— Required work —
Find every line in the records below that contains the word "target", and copy each such line.

(Records provided Opens)

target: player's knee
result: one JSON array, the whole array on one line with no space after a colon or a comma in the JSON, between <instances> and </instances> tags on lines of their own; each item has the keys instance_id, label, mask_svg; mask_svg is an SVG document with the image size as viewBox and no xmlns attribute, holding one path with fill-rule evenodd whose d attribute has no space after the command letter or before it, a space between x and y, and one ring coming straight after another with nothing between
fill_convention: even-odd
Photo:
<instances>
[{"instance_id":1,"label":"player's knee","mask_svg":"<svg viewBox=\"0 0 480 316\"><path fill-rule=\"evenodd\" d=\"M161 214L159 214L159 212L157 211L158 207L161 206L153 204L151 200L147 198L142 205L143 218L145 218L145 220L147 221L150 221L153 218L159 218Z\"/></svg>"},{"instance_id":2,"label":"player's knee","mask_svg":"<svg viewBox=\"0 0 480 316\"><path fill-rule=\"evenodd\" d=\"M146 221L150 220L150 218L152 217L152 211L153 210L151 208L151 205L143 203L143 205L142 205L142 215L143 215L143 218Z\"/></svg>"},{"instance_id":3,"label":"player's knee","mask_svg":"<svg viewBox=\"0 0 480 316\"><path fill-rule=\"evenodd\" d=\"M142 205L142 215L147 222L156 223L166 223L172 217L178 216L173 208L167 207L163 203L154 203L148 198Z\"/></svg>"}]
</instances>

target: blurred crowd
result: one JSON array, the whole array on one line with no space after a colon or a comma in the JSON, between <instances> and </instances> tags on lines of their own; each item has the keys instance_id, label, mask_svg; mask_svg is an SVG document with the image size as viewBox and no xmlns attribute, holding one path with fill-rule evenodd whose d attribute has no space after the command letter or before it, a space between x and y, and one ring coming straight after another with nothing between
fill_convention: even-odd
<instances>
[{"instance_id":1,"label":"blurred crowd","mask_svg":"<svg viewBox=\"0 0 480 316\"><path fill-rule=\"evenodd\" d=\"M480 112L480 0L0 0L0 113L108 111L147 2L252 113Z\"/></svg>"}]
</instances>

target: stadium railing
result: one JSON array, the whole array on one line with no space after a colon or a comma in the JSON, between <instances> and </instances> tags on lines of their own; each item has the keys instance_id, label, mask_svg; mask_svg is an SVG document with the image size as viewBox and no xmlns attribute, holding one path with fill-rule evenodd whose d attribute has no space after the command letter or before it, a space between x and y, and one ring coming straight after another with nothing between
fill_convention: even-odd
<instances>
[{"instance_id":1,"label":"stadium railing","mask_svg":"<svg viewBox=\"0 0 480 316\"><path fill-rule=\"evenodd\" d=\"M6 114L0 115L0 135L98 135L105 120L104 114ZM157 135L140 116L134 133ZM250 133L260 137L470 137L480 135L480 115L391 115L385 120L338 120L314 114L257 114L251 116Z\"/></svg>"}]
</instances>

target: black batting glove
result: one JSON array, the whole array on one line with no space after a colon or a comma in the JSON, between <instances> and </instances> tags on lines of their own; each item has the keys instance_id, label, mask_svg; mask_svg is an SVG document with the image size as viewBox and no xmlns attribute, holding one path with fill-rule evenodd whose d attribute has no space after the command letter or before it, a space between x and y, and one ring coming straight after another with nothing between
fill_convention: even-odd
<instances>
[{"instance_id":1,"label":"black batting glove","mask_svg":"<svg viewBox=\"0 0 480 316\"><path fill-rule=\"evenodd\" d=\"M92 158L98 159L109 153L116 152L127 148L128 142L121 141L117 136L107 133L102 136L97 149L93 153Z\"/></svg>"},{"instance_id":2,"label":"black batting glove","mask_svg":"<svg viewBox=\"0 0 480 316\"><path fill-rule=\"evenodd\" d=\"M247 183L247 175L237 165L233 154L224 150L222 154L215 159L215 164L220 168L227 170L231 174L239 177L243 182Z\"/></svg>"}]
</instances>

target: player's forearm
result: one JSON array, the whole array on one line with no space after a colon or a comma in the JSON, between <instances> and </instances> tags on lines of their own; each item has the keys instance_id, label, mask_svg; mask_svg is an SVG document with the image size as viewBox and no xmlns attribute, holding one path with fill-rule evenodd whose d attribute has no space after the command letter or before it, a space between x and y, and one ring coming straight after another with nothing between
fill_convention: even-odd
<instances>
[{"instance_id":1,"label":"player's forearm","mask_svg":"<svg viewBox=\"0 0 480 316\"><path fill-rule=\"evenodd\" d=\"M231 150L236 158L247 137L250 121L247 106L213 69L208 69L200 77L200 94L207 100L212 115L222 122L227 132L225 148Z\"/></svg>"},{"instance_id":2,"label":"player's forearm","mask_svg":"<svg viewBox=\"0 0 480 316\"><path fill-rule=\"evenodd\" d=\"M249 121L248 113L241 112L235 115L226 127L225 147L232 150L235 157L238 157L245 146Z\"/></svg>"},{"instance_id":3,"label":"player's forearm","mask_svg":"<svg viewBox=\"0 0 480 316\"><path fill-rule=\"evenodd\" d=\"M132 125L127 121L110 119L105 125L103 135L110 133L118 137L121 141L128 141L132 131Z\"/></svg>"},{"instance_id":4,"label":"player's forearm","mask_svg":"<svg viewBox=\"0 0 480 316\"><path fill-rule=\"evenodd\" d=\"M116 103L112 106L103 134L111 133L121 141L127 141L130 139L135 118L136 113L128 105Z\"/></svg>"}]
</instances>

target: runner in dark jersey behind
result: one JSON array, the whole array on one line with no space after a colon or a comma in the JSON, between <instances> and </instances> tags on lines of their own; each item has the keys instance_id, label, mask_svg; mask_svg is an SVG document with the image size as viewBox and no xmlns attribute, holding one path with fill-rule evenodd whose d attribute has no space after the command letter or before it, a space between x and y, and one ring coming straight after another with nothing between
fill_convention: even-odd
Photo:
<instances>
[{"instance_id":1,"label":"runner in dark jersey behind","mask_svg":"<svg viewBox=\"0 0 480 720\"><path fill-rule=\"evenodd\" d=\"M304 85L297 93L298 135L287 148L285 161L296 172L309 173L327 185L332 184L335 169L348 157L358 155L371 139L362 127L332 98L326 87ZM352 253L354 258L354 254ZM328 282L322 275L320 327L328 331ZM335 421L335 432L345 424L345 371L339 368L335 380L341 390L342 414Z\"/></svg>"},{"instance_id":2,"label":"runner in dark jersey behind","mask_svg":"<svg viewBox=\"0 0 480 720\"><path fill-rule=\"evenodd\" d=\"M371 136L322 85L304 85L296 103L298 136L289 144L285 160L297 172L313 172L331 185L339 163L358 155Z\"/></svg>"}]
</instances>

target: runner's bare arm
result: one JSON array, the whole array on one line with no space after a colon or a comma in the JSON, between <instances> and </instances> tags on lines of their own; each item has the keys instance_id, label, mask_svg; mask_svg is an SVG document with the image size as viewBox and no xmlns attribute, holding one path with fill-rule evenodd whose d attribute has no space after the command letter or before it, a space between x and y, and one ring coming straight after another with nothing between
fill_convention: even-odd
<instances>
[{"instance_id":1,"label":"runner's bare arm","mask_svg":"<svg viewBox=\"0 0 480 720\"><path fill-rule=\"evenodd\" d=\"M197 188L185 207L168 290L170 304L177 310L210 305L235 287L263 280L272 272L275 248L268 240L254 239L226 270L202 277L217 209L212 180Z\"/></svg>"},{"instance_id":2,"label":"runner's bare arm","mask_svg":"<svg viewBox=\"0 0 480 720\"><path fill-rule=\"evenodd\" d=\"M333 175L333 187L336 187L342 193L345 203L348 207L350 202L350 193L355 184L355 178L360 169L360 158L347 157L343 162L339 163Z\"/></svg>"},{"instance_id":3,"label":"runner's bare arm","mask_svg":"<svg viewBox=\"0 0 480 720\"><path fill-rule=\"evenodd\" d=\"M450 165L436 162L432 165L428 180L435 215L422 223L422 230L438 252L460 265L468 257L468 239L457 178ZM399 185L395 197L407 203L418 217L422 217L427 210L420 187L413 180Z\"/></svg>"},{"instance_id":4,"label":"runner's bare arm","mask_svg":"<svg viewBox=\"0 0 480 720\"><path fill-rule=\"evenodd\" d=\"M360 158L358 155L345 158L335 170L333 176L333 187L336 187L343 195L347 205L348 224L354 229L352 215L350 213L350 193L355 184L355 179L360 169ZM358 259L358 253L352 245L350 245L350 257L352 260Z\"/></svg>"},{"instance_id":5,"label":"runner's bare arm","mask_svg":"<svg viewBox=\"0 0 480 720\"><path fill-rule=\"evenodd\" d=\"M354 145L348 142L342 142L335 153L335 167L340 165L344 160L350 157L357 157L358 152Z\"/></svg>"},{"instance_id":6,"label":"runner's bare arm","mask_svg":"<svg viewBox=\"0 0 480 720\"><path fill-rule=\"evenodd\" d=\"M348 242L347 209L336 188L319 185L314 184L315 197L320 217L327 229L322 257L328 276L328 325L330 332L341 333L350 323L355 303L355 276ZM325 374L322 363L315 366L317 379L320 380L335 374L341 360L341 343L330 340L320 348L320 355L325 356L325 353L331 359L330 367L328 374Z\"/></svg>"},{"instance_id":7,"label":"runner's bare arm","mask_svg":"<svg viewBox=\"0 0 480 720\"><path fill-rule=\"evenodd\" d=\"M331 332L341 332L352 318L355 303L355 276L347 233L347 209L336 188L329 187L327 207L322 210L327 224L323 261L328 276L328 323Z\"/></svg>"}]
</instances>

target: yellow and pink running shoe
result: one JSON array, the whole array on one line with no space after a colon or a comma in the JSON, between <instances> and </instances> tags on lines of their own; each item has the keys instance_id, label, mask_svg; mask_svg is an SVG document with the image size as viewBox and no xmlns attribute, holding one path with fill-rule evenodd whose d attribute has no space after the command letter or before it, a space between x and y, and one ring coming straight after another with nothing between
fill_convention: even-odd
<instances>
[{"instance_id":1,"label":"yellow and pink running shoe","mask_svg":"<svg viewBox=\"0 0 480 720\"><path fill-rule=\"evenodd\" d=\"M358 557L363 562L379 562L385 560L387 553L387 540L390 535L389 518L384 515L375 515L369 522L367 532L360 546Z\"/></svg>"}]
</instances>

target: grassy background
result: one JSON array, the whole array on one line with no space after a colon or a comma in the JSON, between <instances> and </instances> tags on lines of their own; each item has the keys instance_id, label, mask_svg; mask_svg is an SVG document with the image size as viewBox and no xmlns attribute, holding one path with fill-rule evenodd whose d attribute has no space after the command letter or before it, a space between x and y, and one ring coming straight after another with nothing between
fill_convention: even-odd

(Records provided Closes)

— Result of this task —
target: player's knee
target: blurred crowd
target: stadium railing
target: black batting glove
target: player's forearm
target: runner in dark jersey behind
target: runner's bare arm
target: yellow and pink running shoe
target: grassy background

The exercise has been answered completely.